> **What the task asks**
When you answer, restate the entries below without altering anything.

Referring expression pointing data
▼

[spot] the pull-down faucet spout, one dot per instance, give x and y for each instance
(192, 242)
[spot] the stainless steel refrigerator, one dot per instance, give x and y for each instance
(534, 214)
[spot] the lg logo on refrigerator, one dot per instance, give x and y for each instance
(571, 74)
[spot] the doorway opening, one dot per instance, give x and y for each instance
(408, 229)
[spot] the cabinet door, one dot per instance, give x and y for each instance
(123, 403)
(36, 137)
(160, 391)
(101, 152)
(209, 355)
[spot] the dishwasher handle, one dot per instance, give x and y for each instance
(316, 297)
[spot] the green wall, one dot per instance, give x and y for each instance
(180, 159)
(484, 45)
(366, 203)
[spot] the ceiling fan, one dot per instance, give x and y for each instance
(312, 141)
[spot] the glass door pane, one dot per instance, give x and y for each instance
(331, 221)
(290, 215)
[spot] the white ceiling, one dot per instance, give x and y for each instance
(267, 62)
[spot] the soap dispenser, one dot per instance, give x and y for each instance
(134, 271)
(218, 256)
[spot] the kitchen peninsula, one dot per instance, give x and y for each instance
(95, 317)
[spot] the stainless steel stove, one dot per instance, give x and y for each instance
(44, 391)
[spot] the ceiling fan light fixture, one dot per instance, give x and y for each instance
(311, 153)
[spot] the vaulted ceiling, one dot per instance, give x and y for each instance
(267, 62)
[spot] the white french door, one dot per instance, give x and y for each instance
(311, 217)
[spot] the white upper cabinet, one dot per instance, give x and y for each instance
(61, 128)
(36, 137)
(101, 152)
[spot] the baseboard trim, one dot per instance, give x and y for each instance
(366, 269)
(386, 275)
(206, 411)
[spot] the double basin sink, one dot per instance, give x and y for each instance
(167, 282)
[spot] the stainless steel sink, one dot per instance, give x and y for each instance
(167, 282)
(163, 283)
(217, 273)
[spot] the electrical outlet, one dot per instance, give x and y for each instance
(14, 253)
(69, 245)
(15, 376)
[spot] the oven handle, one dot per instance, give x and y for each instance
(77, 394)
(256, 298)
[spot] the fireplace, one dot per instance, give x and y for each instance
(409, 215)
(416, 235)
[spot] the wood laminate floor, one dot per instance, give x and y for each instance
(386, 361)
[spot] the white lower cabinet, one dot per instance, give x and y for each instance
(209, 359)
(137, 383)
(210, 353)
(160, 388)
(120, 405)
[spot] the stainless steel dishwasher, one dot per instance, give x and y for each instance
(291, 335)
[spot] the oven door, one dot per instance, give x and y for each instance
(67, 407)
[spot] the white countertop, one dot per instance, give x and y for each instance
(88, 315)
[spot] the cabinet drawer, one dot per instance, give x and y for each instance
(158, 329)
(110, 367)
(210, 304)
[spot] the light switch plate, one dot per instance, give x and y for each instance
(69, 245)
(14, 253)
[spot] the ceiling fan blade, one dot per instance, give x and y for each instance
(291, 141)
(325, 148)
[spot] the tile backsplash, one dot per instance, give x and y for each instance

▲

> **Problem solution**
[spot] the pull-down faucet spout, one dot per instance, give x and y for each instance
(192, 242)
[spot] the stainless steel refrigerator, one dot per instance, give x and y for each instance
(534, 214)
[spot] the lg logo on refrigerator, one dot per instance, give x and y for each instance
(571, 74)
[spot] the doorway opening, one dot per instance, give x and y for each instance
(408, 229)
[spot] the cabinet door, one dot per instance, give x and y for each instance
(123, 403)
(36, 137)
(160, 391)
(101, 152)
(209, 355)
[spot] the dishwasher handle, one dot per instance, give x and y for each instance
(316, 297)
[spot] the green wall, one dot per instance, give x and y for each instance
(180, 159)
(484, 45)
(366, 203)
[spot] the ceiling fan, one dot per instance, give x and y for each instance
(312, 141)
[spot] the glass door pane, one dot per instance, give x and y for each instance
(331, 221)
(290, 215)
[spot] the white ceiling, one dot per instance, give x and y for each instance
(267, 62)
[spot] the soap dispenser, one dot per instance, give x and y for each instance
(134, 271)
(218, 256)
[spot] the kitchen peninsula, one dot per instance, give x and y for each instance
(95, 317)
[spot] the stainless steel stove, one dot per instance, give x and y for each instance
(44, 391)
[spot] the ceiling fan light fixture, one dot per instance, give x and y for each instance
(311, 153)
[spot] the vaulted ceiling, one dot per instance, give x and y for each instance
(267, 62)
[spot] the white french door, one dot per instance, give x and y for each instance
(311, 217)
[spot] the white upper cabinet, one dot per instance, give x and y for each instance
(61, 128)
(36, 137)
(101, 152)
[spot] the baseboard trim, one dot per instance, give x and y for each instance
(366, 269)
(386, 275)
(206, 411)
[spot] the double basin sink, one dot per instance, give x and y for each instance
(167, 282)
[spot] the stainless steel sink, one dot per instance, give x and y for each instance
(167, 282)
(163, 283)
(217, 273)
[spot] the electrical outlet, one dot per instance, give x and y for each instance
(14, 253)
(69, 245)
(15, 376)
[spot] the oven handle, one dot per instance, give x and y for each instance
(77, 394)
(256, 298)
[spot] the fireplace, one dot per instance, give x and y for each instance
(409, 215)
(416, 235)
[spot] the wood laminate floor, one dot per instance, give x and y for each instance
(386, 361)
[spot] the white lower cabinet, one dot per instance, give x and y for each instance
(209, 359)
(137, 383)
(210, 353)
(160, 388)
(120, 405)
[spot] the stainless steel dishwasher, one dot per instance, give x and y for each instance
(291, 335)
[spot] the oven door, one dot per instance, give x and y for each instance
(67, 407)
[spot] the white countertop, one dot per instance, give x and y for each instance
(88, 315)
[spot] the cabinet drawer, one dot per instance, give x and y for each instance
(158, 329)
(110, 367)
(210, 304)
[spot] the light switch plate, one dot per instance, give x and y for each instance
(69, 245)
(14, 253)
[spot] the ceiling fan blade, one dot per instance, give x and y for each instance
(291, 141)
(325, 148)
[spot] the tile backsplash, one dot per instance, give x and y for each instance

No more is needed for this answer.